[Start of section]

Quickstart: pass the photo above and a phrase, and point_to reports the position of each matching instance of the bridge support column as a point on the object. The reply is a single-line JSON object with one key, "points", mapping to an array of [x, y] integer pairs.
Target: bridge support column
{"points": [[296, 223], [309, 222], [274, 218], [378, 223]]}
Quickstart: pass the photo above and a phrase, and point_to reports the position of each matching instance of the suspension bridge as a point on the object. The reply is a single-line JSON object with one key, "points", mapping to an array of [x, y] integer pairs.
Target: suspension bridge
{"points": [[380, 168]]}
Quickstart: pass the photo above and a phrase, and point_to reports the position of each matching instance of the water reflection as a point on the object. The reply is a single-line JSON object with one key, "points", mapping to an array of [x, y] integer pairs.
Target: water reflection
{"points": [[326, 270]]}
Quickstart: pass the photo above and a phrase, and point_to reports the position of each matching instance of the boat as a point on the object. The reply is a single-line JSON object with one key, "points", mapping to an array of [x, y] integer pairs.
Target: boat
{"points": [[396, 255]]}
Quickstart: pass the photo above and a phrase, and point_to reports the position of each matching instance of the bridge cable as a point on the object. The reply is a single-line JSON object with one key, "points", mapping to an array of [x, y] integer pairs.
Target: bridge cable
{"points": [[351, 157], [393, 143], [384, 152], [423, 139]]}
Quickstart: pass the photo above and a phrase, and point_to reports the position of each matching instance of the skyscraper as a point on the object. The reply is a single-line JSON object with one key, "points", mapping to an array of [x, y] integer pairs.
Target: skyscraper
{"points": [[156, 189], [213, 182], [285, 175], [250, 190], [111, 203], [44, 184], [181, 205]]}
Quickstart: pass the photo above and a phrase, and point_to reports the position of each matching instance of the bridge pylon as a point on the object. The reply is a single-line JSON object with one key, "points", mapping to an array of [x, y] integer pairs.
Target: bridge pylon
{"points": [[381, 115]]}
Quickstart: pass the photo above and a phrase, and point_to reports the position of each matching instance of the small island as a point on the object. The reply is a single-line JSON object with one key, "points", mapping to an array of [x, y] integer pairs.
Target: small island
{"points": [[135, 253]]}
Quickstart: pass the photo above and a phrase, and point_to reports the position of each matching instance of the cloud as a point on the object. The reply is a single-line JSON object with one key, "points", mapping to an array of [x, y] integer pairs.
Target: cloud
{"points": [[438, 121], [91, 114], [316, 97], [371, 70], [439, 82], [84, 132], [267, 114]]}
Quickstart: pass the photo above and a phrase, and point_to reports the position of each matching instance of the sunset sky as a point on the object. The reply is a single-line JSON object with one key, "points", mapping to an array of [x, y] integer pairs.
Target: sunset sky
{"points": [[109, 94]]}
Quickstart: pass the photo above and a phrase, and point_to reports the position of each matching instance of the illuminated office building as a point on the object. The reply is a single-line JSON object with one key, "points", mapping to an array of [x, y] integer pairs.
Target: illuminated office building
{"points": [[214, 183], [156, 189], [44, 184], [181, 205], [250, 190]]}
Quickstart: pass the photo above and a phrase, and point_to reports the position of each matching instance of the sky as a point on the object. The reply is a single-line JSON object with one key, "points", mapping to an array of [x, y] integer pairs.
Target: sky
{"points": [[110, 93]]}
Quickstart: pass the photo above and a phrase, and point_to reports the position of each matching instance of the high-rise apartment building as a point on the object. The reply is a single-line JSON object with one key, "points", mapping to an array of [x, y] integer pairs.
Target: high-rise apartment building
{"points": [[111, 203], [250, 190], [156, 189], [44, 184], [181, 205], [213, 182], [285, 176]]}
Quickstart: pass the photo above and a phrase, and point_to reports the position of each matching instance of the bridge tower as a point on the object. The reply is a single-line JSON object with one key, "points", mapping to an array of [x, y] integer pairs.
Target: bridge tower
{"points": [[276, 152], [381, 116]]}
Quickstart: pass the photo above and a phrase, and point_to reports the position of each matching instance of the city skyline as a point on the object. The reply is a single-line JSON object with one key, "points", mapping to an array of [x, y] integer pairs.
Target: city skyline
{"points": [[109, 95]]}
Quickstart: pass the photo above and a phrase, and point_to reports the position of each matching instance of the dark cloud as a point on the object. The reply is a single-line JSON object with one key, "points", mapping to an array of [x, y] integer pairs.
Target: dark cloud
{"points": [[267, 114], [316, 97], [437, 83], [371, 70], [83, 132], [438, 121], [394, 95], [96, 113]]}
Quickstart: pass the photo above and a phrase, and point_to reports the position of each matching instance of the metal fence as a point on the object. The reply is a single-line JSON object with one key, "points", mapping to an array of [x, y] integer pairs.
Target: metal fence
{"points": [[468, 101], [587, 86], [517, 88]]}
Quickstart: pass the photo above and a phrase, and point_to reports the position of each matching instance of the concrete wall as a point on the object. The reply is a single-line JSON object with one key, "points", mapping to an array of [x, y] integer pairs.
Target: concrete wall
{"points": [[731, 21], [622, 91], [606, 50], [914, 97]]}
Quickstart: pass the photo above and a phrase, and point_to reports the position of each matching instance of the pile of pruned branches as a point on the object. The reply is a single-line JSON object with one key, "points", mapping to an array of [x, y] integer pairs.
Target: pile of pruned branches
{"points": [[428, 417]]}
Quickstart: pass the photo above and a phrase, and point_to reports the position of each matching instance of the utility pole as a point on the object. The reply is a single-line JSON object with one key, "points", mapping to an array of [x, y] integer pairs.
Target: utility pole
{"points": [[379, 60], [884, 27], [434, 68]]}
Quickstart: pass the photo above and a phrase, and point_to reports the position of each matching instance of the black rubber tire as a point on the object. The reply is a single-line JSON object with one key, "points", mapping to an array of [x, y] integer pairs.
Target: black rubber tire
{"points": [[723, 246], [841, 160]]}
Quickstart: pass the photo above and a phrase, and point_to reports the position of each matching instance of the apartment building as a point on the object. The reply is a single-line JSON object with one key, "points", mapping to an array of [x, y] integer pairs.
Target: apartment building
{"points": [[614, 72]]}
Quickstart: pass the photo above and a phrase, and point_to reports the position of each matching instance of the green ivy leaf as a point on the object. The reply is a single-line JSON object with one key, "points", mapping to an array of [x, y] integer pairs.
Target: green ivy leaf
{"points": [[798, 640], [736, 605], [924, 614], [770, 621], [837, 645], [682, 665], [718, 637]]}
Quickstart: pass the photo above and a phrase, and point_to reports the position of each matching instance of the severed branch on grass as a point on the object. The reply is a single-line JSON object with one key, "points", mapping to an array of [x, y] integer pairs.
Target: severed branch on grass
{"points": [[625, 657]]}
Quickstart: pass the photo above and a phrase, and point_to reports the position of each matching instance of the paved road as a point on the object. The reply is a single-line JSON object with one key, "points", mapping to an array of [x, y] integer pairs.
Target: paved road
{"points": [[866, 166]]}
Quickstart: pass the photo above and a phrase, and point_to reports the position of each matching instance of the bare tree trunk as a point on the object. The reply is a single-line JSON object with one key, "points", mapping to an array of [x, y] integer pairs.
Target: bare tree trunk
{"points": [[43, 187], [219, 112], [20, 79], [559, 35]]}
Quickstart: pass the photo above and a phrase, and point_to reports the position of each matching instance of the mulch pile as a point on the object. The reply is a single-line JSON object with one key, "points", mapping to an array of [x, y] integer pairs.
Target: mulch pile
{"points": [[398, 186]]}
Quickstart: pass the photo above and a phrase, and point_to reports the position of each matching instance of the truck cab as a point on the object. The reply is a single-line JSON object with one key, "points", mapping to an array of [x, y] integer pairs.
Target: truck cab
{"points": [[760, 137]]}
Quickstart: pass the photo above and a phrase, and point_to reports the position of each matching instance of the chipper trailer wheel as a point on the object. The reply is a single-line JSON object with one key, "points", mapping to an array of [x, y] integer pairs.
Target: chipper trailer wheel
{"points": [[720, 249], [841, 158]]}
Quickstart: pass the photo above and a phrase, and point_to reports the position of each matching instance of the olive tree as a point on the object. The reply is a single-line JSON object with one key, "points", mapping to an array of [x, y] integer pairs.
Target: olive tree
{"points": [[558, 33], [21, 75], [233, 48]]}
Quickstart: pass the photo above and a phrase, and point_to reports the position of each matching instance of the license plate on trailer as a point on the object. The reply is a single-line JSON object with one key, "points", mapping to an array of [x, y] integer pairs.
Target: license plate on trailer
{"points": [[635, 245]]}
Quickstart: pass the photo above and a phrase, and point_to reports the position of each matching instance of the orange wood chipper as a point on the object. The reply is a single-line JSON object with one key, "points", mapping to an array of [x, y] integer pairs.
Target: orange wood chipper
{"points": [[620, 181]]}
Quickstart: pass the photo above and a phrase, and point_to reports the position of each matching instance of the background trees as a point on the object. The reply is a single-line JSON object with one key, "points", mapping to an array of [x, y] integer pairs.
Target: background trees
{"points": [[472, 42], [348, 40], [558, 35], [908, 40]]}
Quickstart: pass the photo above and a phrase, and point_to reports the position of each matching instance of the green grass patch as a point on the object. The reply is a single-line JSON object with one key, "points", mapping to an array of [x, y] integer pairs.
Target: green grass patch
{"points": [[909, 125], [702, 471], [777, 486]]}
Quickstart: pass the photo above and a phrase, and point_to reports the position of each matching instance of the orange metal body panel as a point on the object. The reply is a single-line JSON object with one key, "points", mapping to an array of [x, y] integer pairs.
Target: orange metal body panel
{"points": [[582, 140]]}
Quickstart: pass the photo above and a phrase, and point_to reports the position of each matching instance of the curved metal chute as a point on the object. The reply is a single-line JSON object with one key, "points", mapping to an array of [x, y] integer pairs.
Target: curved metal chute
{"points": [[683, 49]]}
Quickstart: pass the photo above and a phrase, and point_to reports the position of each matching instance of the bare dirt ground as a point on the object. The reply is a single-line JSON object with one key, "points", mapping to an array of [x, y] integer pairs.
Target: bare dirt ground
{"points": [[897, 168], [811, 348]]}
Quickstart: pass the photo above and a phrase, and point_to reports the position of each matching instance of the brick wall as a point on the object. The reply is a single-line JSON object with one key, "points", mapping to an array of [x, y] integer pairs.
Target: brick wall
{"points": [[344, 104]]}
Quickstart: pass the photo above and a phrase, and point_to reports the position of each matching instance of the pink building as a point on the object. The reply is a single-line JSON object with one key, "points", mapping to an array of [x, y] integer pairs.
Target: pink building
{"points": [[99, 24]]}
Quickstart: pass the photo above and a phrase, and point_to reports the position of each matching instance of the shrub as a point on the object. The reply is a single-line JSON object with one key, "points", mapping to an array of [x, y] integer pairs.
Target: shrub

[End of section]

__WHAT THE TASK ASKS__
For every line in the listing above that mentions the word "shrub", make a copy.

__YOUR SOLUTION__
Quickstart: pass the photo above and a phrase, and point_to reports the position of each matching instance of the shrub as a point on the object. The reply is a single-line JSON object with one key, "points", mapping to an array of [x, y] integer pairs.
Target: shrub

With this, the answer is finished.